»»

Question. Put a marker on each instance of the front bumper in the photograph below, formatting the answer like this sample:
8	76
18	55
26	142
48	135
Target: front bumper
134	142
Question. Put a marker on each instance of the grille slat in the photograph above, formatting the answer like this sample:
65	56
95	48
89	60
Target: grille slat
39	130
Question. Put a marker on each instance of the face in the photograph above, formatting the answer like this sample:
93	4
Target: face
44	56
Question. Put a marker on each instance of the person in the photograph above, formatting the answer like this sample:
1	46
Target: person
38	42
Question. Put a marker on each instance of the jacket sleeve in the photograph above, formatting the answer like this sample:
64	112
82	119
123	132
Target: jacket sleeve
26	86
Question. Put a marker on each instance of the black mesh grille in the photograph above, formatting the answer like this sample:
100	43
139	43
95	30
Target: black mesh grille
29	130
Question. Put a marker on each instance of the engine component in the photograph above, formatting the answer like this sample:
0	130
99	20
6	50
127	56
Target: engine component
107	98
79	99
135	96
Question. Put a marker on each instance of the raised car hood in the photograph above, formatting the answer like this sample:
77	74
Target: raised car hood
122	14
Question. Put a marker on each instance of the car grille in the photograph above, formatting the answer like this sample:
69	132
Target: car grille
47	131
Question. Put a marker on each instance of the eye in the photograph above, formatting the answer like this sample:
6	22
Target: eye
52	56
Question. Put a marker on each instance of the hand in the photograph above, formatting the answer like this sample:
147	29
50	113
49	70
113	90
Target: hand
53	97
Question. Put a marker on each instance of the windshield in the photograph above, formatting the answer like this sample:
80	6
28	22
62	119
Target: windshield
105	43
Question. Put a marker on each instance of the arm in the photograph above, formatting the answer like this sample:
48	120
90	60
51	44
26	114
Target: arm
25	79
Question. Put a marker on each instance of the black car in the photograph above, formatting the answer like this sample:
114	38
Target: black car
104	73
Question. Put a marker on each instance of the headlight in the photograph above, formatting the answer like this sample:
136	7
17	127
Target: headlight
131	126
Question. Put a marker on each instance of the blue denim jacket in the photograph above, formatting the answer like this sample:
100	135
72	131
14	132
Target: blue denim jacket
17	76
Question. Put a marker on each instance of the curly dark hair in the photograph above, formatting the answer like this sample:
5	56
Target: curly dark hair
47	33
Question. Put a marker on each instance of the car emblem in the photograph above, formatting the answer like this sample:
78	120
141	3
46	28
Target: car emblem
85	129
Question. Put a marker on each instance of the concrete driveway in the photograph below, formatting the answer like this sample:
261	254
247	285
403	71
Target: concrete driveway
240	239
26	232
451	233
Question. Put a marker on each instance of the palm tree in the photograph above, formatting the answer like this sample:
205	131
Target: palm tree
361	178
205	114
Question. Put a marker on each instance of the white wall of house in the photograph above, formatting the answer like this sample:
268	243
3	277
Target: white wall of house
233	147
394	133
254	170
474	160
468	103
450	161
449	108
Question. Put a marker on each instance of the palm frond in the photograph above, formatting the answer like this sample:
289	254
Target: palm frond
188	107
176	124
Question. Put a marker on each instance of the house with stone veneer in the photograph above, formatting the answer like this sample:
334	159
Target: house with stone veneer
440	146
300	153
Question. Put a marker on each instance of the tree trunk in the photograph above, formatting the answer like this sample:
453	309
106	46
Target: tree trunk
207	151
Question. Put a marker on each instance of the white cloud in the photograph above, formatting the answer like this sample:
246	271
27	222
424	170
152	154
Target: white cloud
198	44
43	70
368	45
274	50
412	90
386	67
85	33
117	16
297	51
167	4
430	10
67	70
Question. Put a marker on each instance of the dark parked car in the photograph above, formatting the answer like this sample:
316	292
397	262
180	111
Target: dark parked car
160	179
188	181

««

Your task.
Reproduce every one of the items above word for word, without altering any line.

Solution to this problem.
Question. Put a marker on each instance of the front bumper in the photograph below, formatting the answer like this sample:
8	76
18	55
26	142
48	135
Target: front bumper
134	142
Question. Put a marker on each instance of the grille slat in the photograph above, formatting the answer like this sample:
65	56
95	48
89	60
Target: grille slat
39	130
Question. Put a marker on each instance of the face in the photograph above, formatting the answer like this sample:
93	4
Target: face
44	56
Question. Put a marker on each instance of the person in the photograph above, formatting the answer like this sample:
1	46
Target: person
38	42
Question. Put a marker on each instance of the jacket sleeve in the photograph above, formatting the answer like this sample:
64	112
82	119
123	132
Target: jacket sleeve
26	86
Question. Put a marker on each instance of the black mesh grille in the photograph above, formatting the answer like this sample:
100	43
139	43
95	30
Target: black mesh grille
29	130
Question. Put a marker on each instance of the engine component in the photograph above, formatting the answer like this sample:
0	130
99	20
6	50
127	56
Target: engine component
107	98
79	99
135	96
Question. Put a marker on each instance of the raised car hood in the photograph above, formatting the answer like this sample:
77	74
Target: raised car hood
122	14
Question. Put a marker on each instance of the car grille in the photograph above, formatting the answer like this sample:
69	132
Target: car grille
47	131
Question. Put a marker on each instance of the eye in the photograph above, formatting the answer like this sample:
6	22
Target: eye
52	56
Question. Put a marker on each instance of the hand in the photograph above, formatting the answer like this sample:
147	29
50	113
49	70
113	90
Target: hand
53	97
Question. Put a marker on each instance of the windshield in the photograph above, formatting the answer like this sample:
80	6
28	22
62	119
Target: windshield
105	43
Question. Put a marker on each instance of the arm in the photograph above, formatting the answer like this sample:
48	120
90	60
51	44
26	114
Target: arm
25	79
Question. Put a marker on each instance of the black car in the photograph above, formatting the answer like this sample:
114	38
Target: black car
104	73
Question. Put a marker on each instance of the headlight in the photograph above, formatting the answer like this sample:
136	7
17	127
Target: headlight
131	126
Question. Put a marker on each instance of the blue denim jacket in the photograph above, formatting the answer like this sample:
100	135
72	131
14	132
Target: blue denim jacket
17	76
Question. Put a marker on each instance of the curly dark hair in the photograph above, formatting the answer like this sample:
5	56
Target: curly dark hair
47	33
Question. Put a marker on each instance of the car emblem in the photograph above, formatting the answer like this sample:
78	120
141	3
46	28
Target: car emblem
85	129
Question. Put a marker on each instance of the concrete driveway in the photograph below, formatting the answer like this sample:
261	254
247	285
403	71
Target: concrete driveway
240	239
26	232
451	233
Question. Put a marker on each instance of the palm tree in the photograph above, formatting the answer like this sample:
205	131
Target: palm tree
361	178
205	114
Question. Put a marker on each instance of the white wall of house in the photograph above, formatting the answer like this sample:
268	243
3	277
Target: white wall of house
233	147
394	133
254	170
474	160
468	103
450	161
449	108
Question. Put a marker on each instance of the palm frond in the photograph above, formatting the answer like this sample:
289	254
Target: palm frond
188	107
176	124
Question. Put a marker on each instance of the house with stone veneer in the photograph above, formatting the answer like this sample:
334	159
Target: house with stone veneer
440	146
300	153
Question. Put a marker on each instance of the tree trunk in the photograph above, formatting the answer like this sample:
453	309
106	46
Target: tree trunk
207	151
Question. Put a marker on each instance of the white cloud in the photograph above, formatting the answer like this sample:
246	271
27	222
424	170
152	154
Target: white cloud
198	44
43	70
368	45
274	50
412	90
386	67
85	33
117	16
297	51
167	4
430	10
67	70
Question. Put a marker on each instance of the dark parked car in the photograph above, formatting the answer like this sample:
316	292
397	262
180	111
Target: dark parked car
160	179
188	181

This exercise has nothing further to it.